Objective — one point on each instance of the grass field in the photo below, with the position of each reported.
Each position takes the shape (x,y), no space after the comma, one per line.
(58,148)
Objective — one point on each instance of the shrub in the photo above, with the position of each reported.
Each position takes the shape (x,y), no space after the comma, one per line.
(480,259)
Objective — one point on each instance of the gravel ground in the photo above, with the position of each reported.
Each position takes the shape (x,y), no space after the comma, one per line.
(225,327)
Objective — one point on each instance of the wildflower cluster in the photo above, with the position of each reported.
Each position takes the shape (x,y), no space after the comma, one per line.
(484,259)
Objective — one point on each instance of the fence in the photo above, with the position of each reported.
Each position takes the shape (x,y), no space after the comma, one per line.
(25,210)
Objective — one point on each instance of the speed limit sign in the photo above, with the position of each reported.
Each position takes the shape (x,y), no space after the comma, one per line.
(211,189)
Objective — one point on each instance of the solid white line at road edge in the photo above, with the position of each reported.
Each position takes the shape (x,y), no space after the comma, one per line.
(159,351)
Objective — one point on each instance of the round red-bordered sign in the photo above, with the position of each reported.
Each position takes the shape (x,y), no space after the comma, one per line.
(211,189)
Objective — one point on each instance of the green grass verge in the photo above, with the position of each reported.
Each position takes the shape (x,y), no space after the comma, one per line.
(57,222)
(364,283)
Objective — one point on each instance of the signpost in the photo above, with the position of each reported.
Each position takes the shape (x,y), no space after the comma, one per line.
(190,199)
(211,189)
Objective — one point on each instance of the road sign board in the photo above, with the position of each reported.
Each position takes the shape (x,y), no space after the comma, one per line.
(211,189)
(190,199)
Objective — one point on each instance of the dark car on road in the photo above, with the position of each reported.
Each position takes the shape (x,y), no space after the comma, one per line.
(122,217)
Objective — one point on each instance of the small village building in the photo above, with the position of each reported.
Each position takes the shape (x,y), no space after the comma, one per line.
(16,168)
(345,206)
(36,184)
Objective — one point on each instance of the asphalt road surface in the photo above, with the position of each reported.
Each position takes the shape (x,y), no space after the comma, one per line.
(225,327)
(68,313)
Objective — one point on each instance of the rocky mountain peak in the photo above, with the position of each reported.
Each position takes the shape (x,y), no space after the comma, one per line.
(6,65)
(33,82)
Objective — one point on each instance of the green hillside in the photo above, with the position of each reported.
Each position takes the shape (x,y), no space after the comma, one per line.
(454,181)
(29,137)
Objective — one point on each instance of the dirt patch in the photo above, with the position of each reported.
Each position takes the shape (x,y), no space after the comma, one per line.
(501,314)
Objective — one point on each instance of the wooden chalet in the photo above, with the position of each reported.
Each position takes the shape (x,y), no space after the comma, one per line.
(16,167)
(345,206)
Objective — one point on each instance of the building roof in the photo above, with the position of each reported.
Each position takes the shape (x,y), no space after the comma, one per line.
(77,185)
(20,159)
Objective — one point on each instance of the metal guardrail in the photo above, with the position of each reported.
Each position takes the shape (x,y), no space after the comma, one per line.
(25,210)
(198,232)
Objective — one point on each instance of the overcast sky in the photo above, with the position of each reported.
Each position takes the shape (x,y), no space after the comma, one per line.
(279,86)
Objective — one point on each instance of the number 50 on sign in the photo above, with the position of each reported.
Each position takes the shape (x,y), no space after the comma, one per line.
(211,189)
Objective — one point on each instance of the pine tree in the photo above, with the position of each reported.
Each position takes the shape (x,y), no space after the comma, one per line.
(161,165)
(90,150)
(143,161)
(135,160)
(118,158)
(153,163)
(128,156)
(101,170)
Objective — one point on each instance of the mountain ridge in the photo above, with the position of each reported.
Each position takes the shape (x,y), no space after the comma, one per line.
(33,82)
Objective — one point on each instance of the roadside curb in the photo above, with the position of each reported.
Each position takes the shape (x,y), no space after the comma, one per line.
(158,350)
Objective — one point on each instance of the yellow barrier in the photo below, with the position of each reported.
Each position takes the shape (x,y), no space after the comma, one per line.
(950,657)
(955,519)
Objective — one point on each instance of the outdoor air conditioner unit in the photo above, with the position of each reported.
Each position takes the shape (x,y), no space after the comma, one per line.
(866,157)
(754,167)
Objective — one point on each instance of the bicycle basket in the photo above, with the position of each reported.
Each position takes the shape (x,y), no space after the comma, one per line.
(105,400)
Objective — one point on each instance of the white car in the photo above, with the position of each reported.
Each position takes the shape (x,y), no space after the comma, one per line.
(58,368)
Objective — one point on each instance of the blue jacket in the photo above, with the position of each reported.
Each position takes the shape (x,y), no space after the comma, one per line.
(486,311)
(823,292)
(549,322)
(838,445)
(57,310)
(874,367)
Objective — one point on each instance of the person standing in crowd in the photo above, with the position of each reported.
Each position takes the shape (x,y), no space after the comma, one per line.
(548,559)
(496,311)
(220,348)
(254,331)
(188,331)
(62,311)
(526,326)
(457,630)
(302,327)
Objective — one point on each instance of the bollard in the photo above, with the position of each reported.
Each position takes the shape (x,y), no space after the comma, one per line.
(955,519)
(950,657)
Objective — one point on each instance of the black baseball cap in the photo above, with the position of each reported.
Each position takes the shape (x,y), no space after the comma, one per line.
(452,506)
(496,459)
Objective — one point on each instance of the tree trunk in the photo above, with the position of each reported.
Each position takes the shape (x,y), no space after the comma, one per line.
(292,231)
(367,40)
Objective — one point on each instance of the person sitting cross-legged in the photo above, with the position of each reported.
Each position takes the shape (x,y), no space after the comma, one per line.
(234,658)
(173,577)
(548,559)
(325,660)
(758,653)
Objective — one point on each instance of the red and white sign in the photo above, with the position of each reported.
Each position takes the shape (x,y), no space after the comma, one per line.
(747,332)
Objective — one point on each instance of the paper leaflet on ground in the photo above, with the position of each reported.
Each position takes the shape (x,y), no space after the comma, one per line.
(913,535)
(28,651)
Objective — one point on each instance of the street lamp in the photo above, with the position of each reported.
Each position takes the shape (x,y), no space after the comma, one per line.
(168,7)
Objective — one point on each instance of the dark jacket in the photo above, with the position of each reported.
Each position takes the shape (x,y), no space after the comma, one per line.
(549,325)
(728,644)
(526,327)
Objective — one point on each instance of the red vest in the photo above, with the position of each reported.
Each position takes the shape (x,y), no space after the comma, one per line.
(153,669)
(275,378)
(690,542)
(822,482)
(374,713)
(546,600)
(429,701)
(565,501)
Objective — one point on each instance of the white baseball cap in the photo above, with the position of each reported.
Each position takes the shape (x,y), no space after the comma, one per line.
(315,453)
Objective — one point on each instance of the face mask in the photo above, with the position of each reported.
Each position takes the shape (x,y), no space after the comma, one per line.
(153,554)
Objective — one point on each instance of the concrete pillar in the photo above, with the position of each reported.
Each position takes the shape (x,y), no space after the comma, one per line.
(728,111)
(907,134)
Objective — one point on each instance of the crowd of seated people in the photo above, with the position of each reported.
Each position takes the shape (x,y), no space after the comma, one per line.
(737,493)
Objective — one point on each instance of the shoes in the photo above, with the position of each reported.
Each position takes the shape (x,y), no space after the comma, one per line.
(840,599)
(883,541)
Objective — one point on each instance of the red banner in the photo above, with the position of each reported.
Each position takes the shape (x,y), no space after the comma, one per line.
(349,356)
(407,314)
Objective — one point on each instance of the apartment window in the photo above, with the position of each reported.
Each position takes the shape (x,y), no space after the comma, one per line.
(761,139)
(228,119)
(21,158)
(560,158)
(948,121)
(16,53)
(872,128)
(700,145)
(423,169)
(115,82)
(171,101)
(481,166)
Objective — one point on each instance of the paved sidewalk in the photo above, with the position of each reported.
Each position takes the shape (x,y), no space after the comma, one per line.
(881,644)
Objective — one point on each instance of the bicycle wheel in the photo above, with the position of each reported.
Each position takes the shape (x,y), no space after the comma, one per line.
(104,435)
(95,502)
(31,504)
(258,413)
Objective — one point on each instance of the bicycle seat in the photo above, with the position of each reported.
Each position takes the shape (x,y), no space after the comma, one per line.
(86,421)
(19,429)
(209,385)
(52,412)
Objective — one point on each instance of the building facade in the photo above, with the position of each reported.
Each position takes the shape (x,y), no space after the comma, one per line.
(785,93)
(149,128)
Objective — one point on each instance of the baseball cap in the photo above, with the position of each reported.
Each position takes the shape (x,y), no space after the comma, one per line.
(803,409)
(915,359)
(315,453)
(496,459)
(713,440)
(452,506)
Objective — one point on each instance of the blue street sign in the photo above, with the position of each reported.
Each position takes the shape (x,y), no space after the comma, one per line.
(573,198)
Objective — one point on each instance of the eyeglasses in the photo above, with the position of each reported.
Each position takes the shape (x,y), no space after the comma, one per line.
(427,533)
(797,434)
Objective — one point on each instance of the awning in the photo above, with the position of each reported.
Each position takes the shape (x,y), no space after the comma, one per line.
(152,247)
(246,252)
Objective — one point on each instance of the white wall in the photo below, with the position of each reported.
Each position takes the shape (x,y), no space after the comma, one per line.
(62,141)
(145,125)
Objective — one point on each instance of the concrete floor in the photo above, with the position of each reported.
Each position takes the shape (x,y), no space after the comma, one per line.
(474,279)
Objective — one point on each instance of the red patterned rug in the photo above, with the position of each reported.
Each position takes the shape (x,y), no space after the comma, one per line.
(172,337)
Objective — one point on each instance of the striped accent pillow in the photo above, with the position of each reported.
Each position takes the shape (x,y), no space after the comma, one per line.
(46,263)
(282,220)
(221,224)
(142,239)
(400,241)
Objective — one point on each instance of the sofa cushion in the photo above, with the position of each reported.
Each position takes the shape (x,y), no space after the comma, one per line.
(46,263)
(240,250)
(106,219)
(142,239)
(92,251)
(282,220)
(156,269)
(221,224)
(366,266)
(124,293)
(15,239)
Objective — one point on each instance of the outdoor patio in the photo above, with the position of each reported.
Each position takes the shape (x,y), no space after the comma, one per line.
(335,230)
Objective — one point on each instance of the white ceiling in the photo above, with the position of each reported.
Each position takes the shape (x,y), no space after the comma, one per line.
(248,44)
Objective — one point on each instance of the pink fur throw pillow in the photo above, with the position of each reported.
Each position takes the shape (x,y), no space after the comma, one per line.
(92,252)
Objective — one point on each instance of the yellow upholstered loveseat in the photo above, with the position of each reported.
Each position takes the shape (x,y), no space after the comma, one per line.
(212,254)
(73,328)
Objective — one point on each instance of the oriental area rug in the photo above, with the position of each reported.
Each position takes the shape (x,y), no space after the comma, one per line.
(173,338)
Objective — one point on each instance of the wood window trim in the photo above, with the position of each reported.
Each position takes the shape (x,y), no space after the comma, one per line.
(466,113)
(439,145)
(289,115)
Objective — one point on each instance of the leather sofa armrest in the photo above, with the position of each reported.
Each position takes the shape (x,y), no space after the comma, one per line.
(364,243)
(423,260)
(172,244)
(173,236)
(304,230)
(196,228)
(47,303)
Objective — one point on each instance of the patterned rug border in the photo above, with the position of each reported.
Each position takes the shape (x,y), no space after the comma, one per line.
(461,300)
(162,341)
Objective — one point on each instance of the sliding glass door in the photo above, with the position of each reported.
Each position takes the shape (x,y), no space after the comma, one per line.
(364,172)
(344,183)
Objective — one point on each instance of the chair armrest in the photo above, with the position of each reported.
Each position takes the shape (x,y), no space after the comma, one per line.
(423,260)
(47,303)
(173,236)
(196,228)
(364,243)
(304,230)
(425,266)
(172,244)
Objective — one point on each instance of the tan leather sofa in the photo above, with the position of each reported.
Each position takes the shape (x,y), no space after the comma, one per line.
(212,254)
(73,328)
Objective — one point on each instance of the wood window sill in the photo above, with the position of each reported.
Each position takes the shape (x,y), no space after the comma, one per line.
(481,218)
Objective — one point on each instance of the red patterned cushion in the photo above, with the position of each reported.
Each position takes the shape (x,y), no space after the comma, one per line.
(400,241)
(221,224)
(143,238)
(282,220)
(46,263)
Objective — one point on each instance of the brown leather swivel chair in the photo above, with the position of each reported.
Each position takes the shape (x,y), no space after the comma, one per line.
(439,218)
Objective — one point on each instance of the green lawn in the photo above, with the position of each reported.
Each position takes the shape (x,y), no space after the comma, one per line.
________________
Repeat exactly the lines starting at the line with "red patterned cushion" and ending with the final line of the entries. Include nothing else.

*The solution*
Objective — one point on each instance of the red patterned cushion in the photo above, with the position of each reported.
Each position takes the shape (x,y), no space after the comma, one per line.
(400,241)
(221,224)
(143,238)
(282,220)
(46,263)
Objective — one point on each instance of the brown leather swivel chair in the photo above, with the position of each reported.
Each position takes the shape (x,y), no space after the comma, one per line.
(439,218)
Objective — one point on each instance of the green lawn in the photo above, with the position of each reported.
Each position takes the shape (x,y), no space after the comma, one per line.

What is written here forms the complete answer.